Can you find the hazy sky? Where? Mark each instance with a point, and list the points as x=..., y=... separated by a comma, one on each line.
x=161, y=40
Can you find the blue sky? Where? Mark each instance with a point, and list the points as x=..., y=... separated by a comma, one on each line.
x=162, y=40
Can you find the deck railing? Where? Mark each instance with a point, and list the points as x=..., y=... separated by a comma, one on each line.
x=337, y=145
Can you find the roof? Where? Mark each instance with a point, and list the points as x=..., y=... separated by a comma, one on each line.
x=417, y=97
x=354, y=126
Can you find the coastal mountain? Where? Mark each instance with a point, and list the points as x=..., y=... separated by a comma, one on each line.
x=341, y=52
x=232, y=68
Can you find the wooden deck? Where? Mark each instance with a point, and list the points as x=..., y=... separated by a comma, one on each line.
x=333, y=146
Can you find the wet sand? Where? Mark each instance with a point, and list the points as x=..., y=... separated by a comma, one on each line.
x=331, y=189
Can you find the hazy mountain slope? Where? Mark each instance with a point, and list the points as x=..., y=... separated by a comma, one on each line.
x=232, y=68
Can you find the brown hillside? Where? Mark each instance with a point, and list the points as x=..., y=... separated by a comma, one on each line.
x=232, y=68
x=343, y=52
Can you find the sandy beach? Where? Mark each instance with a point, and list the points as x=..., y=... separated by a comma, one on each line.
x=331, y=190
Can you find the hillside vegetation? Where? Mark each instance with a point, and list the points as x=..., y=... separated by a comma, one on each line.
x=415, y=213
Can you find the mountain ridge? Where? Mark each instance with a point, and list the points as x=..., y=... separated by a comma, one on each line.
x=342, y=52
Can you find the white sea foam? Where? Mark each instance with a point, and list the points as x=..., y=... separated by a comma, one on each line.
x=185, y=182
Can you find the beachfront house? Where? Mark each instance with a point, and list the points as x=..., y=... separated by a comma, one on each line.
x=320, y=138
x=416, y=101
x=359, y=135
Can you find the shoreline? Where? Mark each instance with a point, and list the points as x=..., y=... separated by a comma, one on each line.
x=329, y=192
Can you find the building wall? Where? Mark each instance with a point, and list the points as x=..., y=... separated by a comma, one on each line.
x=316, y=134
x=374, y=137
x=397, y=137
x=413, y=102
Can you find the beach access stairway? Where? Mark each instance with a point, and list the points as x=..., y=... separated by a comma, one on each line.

### Exercise aim
Reformat the material above as a two-column Markdown table, Index and Text, with one numbered row per line and all blank lines omitted.

### Reply to the task
| Index | Text |
|---|---|
| 1 | Can you find the hazy sky? Where? Mark each instance with a point, and list the points as x=..., y=... separated by a comma, one on each line. |
| 2 | x=161, y=40 |
| 3 | Can you find the blue sky? Where? Mark each instance with a point, and list the points as x=..., y=... separated by a comma, one on each line. |
| 4 | x=162, y=40 |
| 5 | Can you find the deck railing? Where? Mark each instance with a point, and list the points as x=..., y=... separated by a comma, one on each line. |
| 6 | x=337, y=145 |
| 7 | Can you find the roof? Where? Mark each instance with a point, and list the points as x=..., y=... separated by a comma, one on each line. |
| 8 | x=417, y=97 |
| 9 | x=354, y=126 |
| 10 | Can you find the coastal mountain? Where? Mark each instance with a point, and list the points as x=..., y=... separated by a comma, one on each line. |
| 11 | x=341, y=52 |
| 12 | x=232, y=68 |
| 13 | Can you find the wooden deck? Where? Mark each instance with a point, and list the points as x=..., y=... separated by a comma, one on each line. |
| 14 | x=333, y=146 |
| 15 | Can you find the wet sand? Where? Mark each instance with a point, and list the points as x=..., y=... separated by a comma, one on each line. |
| 16 | x=331, y=189 |
| 17 | Can you find the hazy mountain slope? Where? Mark each instance with a point, and list the points as x=..., y=... separated by a comma, one on each line. |
| 18 | x=232, y=68 |
| 19 | Can you find the brown hillside? Where? Mark each instance with a point, and list the points as x=..., y=... separated by a comma, one on each line. |
| 20 | x=232, y=68 |
| 21 | x=343, y=52 |
| 22 | Can you find the sandy beach? Where? Mark each instance with a point, and list the points as x=..., y=... separated by a comma, one on each line. |
| 23 | x=331, y=190 |
| 24 | Can you find the hillside vegetation? Where? Mark each instance with a point, and list the points as x=..., y=... separated by a comma, one on each line. |
| 25 | x=415, y=213 |
| 26 | Can you find the mountain ridge? Where? Mark each instance with a point, and list the points as x=..., y=... separated by a comma, one on each line. |
| 27 | x=342, y=52 |
| 28 | Can you find the white sea foam? Where? Mark each instance with a point, and list the points as x=..., y=... separated by a comma, one on each line. |
| 29 | x=185, y=182 |
| 30 | Can you find the beachfront house? Where? Mark each instance with a point, and list the points as x=..., y=... separated by a comma, one on each line. |
| 31 | x=320, y=138 |
| 32 | x=416, y=101 |
| 33 | x=359, y=135 |
| 34 | Can you find the shoreline? Where? Mark each instance with a point, and list the points as x=..., y=... separated by a comma, one on each line. |
| 35 | x=329, y=192 |
| 36 | Can you find the building wall? Where? Mark each instance with a point, and list the points as x=..., y=... separated by a comma, one on each line. |
| 37 | x=316, y=134 |
| 38 | x=374, y=137 |
| 39 | x=397, y=137 |
| 40 | x=413, y=102 |
| 41 | Can you find the beach access stairway? Where? Mark each instance with a point, and list the points as x=..., y=... separated by a comma, one on each line. |